→ Task item: From the line containing "Would you kindly indicate the paved" through the last line, print the records exactly and nothing else.

Natural language region descriptions:
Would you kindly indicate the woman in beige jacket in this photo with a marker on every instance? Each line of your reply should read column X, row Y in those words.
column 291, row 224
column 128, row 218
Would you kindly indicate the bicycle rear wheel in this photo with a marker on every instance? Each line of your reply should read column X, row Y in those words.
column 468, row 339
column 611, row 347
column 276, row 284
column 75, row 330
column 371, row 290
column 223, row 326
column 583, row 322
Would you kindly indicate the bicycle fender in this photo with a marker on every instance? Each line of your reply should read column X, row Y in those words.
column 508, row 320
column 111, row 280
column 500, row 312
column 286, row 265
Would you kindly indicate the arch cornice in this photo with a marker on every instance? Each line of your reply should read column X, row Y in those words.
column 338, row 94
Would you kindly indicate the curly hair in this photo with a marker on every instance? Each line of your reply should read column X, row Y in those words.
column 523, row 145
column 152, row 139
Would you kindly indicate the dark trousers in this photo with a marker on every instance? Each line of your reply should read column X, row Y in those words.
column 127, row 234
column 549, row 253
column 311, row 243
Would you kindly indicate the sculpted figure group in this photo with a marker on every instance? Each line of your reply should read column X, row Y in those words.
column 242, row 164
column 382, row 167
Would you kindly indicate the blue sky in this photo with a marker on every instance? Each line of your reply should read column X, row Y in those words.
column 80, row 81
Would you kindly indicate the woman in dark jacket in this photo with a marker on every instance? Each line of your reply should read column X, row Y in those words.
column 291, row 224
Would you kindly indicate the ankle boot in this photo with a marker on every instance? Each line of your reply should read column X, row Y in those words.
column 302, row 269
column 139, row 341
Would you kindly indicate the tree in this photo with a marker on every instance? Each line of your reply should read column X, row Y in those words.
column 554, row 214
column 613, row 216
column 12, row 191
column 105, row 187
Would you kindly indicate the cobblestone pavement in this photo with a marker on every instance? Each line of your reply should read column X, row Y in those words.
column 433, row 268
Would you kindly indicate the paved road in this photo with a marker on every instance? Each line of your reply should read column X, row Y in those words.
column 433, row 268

→ Your solution:
Would you kindly indicate the paved road in this photo with a marker on every instance? Each line of your reply should read column X, row Y in those words.
column 433, row 268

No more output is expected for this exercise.